* Travail à faire *
1. Recopiez mot pour mot le passage du texte sur l'équipe saoudienne aux Jeux de Londres, depuis « Les scores étaient » jusqu'à « bronze en poche. » inclus.
2. D'après le texte sur l'équipe saoudienne aux Jeux de Londres, comment les Saoudiens ont-ils conservé leur avance de la veille ? Répondez en une à trois phrases.

* Extrait du document *
HISTORICAL !!!



Les huit meilleures équipes de ces Jeux olympiques avaient lundi après-midi rendez-vous (l’un des premiers à ne pas avoir été pluvieux depuis l’ouverture de cette olympiade), face à des tribunes combles. Après la surprise de voir la tête occupée par l’équipe d’Arabie Saoudite et de la sortie des trois équipes médaillées lors des derniers Jeux équestres mondiaux à l’issue de la première étape de cette Coupe des nations, la compétition allait-elle encore étonner ?


Les scores étaient serrés, et tout (ou presque) parmi les huit équipes qualifiées (Arabie Saoudite, Grande-Bretagne, Pays-Bas, Suède, Suisse, Canada, Brésil et Etats-Unis) pouvait arriver. Présentés comme favoris, les Anglais et les Pays-Bas n’allaient pas décevoir, jusqu’au barrage obligatoire pour finalement les départager. Les départager d’un parcours des plus relevés : sur quarante-cinq partants, seuls sept signent le sans-faute (dont cinq engagés en équipes : deux Anglais, deux Néerlandais et le Suisse Pius Schwizer). Dans ce contexte, où les sans-faute se font rares, les Saoudiens conservent leur avance de la veille grâce à quatre parcours à quatre points (dont deux tout de même auxquels sont ajoutées des pénalités de temps dépassé) et quittent la compétition collective une médaille de bronze en poche.


Les Saoudiens, de nouveau très bien placés en championnat

« Depuis la médaille olympique de Khaled Al Eid en 2000 (médaille de bronze, ndlr), les sports équestres ont fait un grand boom en Arabie Saoudite », témoigne SAR le prince Abdullah Al Saud. « Depuis vingt ans, nous avançons et nous sommes désormais dans la bonne direction, après nos bonnes performances, olympiques ou mondiales de ces dernières années. » « Nous avions l’or dans le viseur cette année, mais terminer dans les trois premiers est déjà un réel privilège tant il est difficile de se qualifier pour un Saoudien », explique Ramzy Al Duhami. Et Abdullah Sharbatly de détailler : « Je n’ai par exemple eu que trois concours pour avoir mes qualifications dont Hickstead et Wettenhall, en Angleterre. » Passées les présentations officielles, la médaille de bronze des Saoudiens trouve rapidement un écho dans les polémiques dont l’équipe a été l’objet avant son arrivée à Londres : la non-participation d’un membre féminin dans son équipe, et l’écourtement de leur peine suite à des affaires de dopage. De cavalier, le prince se fait alors porte-parole : lui et lui seul semble autorisé à prendre la parole, encouragé par exemple par un « No comment » d’Abdullah Sharbatly. « Cette année, l’Arabie Saoudite sera représentée à Londres par deux athlètes femmes, en judo et sur le 800 mètres. C’est historique ! Si la cavalière à laquelle vous faites allusion n’avait pas dû subir la blessure de son cheval, alors elle aurait été des nôtres. Mais elle est jeune et aura d’autres opportunités. Elle ou d’autres d’ailleurs. Quant au dopage, tout ce qui s’est passé ces dernières semaines a été validé par les autorités les plus hautes du sport », conclura le prince, dans un sourire et un anglais des plus diplomates.

* Segment de données *
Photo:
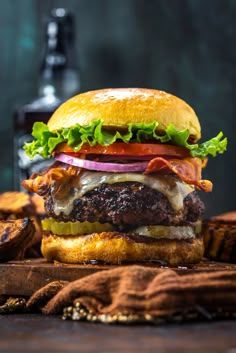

* Tâches résolues *
1.
Les scores étaient serrés, et tout (ou presque) parmi les huit équipes qualifiées (Arabie Saoudite, Grande-Bretagne, Pays-Bas, Suède, Suisse, Canada, Brésil et Etats-Unis) pouvait arriver. Présentés comme favoris, les Anglais et les Pays-Bas n’allaient pas décevoir, jusqu’au barrage obligatoire pour finalement les départager. Les départager d’un parcours des plus relevés : sur quarante-cinq partants, seuls sept signent le sans-faute (dont cinq engagés en équipes : deux Anglais, deux Néerlandais et le Suisse Pius Schwizer). Dans ce contexte, où les sans-faute se font rares, les Saoudiens conservent leur avance de la veille grâce à quatre parcours à quatre points (dont deux tout de même auxquels sont ajoutées des pénalités de temps dépassé) et quittent la compétition collective une médaille de bronze en poche.

2. Le parcours était très relevé et les sans-faute rares : seuls sept sur quarante-cinq partants. Dans ce contexte, les Saoudiens ont conservé leur avance grâce à quatre parcours à quatre points, dont deux avec des pénalités de temps dépassé. Ils quittent ainsi la compétition collective avec la médaille de bronze.